* Task details
Can you put the records starting at the line containing "Where can you spot the textured" and ending at the line containing "column 48, row 155", both lines included, into a two-column CSV with the headers record_text and answer? Use one row per record, and make each value a single quoted field with its line breaks replaced by spaces.

* The input
-- start --
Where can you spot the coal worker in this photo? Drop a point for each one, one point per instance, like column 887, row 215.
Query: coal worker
-- end --
-- start --
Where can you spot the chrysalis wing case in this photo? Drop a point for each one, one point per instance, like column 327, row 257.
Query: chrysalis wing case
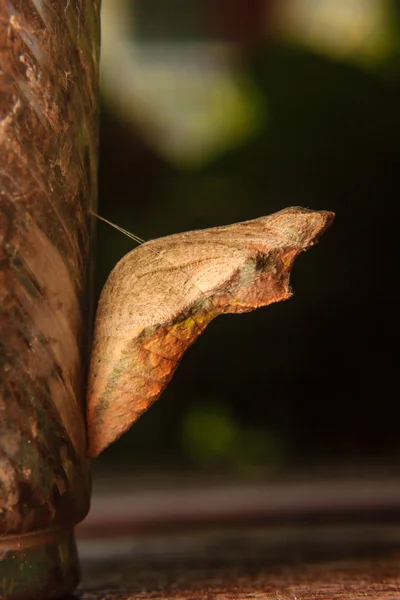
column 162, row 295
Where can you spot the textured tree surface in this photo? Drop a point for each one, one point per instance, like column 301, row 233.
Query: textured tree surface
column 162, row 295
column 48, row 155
-- end --
-- start --
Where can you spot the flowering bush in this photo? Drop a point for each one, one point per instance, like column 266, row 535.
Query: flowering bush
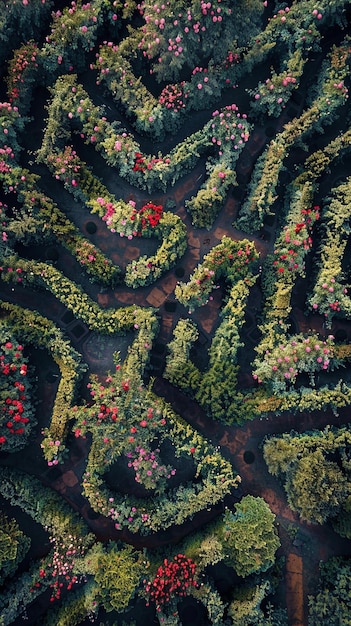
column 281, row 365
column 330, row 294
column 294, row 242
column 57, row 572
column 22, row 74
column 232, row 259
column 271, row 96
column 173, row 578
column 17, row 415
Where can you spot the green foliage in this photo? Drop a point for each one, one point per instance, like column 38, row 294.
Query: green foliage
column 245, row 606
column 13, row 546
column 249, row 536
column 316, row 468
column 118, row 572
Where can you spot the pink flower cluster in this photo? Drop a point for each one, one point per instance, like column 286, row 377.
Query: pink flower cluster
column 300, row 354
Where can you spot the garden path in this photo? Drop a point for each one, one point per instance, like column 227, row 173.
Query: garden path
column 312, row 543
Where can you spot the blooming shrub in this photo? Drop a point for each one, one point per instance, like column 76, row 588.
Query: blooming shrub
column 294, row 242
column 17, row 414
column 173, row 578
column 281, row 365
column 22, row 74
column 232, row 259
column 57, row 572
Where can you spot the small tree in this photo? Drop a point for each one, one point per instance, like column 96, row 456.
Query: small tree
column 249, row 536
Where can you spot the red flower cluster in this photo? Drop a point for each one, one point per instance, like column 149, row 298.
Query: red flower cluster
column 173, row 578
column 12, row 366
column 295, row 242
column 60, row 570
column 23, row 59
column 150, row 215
-- end --
* Correct answer
record_text,answer
"Where can you spot the textured tree surface in this photo? Drop a point for each one, one point per instance, like column 301, row 233. Query: textured tree surface","column 162, row 295 column 48, row 155"